## [Given task 1]
List each line of the records that contains the string "trace".

======== Given text ========

Community frustration with the Northern Rivers Reconstruction Corporation’s (NRRC) approach to communication and information distribution was clear from the outset; but now Lismore MP Janelle Saffin is calling for clearer communication from them.

Ms Saffin says that while she has worked well with the NRRC, their main failing is one of communication. She has called on the NSW Government to have a greater sense of urgency and to improve its communications with local residents sweating on decisions about its Resilient Homes and Resilient Land programs.

House in North Lismore with rising floodwaters, 30 March 2022. Photo Adam Guise.

‘I’m fielding a constant stream of questions from locals desperate about their individual housing situations and wondering what they should be doing while waiting for voluntary buybacks or house raising or retrofitting,’ Ms Saffin says.

For many people they have been living in limbo, moving between temporary accommodation, living in houses that are missing walls, kitchens and bathrooms as they wait, one year on from the flood, for the governments promised assistance.

‘We’re approaching the first anniversary of the 28 February 2022 flood and I’m still having many heartfelt conversations in my Electorate Office, at my mobile offices and out doorknocking.

Tile Whisperer apprentice Michael Daley standing on a wall knocked off house in South Lismore by force of flood. Photo Ben Hamilton.

Flood free land

‘There is also the bigger plan in terms of assessing Expressions of Interest for securing suitable flood-free land which can be offered to people who get a buyback, and this brings in relocatables.

‘In early December, I wrote to NRRC Chief Executive David Witherdin asking for a detailed briefing on the substantive work the corporation is doing on the Resilient Homes and Resilient Land programs, and on other related projects.

‘As the Member of Parliament who now represents four of the seven Local Government Areas within the corporation’s geographic footprint, including part of the Byron Shire hinterland, I need to be well briefed so I can answer my constituents’ questions about our flood recovery.

‘Otherwise, people will be left in limbo land and community frustration with the process will grow. I’m looking forward to Mr Witherdin briefing me after he returns from leave later this month.’

Mullumbimby in flood during February March 2022. Photo Simon Haslam

Ms Saffin says some issues which she believes require improved communications include: 

  • Immediate release of the coloured zone maps for voluntary buy-backs (including relocatables), voluntary house raising and retrofitting so residents at least know where they stand. These maps should be in the public domain.

========

## [Given task 2]
Answer these questions using the article on flood recovery communication:
(a) To whom did Ms Saffin write in early December?
(b) Of the seven Local Government Areas within the corporation's geographic footprint, how many does she now represent?
(c) On what date did the flood whose first anniversary is approaching occur?

======== Records provided ========

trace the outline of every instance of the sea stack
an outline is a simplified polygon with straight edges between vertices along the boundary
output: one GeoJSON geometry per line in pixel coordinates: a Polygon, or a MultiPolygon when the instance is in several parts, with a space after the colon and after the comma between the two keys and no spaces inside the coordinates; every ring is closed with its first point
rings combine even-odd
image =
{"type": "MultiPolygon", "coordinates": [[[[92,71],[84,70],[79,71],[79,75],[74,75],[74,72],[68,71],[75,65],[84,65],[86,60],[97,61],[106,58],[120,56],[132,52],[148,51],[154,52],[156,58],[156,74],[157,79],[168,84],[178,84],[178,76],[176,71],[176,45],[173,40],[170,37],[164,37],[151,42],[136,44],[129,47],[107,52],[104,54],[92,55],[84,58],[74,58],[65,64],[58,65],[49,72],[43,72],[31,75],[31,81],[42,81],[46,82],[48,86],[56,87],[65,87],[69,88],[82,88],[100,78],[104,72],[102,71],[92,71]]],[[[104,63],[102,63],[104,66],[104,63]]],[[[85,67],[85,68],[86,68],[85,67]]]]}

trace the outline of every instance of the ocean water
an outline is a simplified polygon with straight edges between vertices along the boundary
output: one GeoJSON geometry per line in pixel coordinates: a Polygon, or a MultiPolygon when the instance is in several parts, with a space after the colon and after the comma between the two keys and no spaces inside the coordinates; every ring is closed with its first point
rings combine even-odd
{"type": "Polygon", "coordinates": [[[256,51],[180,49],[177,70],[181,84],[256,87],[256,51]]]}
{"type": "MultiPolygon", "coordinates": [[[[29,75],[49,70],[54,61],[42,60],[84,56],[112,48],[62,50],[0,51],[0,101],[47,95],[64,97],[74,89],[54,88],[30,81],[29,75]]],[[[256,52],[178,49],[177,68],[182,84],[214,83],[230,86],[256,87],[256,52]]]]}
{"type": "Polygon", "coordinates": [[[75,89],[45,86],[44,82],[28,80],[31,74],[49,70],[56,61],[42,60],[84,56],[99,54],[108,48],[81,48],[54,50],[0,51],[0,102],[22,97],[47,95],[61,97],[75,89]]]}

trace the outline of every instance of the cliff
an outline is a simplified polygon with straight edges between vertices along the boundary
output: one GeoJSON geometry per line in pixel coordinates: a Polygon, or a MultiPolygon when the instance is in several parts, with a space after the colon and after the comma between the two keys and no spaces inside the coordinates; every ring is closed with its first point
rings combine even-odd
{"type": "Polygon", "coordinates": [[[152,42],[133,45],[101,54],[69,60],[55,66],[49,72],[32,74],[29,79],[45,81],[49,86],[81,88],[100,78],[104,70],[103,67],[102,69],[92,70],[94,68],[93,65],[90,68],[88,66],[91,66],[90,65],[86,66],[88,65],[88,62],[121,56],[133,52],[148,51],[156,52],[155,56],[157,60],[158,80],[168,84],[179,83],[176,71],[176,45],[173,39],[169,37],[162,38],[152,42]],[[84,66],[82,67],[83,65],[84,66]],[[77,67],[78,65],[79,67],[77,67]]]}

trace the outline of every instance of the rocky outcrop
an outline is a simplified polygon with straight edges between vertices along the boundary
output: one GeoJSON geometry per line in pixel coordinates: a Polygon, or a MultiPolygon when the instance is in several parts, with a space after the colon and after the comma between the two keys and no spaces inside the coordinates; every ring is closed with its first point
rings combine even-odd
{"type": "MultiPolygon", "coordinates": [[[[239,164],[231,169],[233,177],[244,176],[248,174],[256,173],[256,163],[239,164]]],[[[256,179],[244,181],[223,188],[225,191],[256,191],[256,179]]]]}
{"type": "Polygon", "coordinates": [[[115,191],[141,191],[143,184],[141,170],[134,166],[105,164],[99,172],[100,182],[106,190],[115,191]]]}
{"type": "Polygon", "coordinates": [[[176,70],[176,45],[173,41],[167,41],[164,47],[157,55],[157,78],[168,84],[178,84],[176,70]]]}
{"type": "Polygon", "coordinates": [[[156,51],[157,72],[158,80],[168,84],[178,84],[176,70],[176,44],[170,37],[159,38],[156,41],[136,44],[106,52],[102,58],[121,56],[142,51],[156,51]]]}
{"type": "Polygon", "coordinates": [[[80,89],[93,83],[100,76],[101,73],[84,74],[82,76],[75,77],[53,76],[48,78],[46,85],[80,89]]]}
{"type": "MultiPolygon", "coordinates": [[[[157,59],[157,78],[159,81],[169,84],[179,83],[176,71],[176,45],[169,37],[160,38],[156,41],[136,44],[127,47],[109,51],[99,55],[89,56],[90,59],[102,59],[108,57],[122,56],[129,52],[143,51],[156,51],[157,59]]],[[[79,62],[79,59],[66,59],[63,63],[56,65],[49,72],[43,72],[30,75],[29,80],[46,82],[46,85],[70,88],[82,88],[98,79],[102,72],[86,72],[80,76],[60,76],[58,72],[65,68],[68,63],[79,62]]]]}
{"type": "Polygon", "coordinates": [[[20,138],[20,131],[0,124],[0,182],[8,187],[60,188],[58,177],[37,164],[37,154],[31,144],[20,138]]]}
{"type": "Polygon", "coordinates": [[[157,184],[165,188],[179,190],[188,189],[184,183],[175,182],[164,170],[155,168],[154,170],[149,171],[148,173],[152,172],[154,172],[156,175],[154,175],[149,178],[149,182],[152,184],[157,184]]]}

========

## [Written reply 1]
trace the outline of every instance of the sea stack
trace the outline of every instance of the ocean water
trace the outline of every instance of the cliff
trace the outline of every instance of the rocky outcrop

## [Written reply 2]
(a) NRRC Chief Executive David Witherdin
(b) Four
(c) 28 February 2022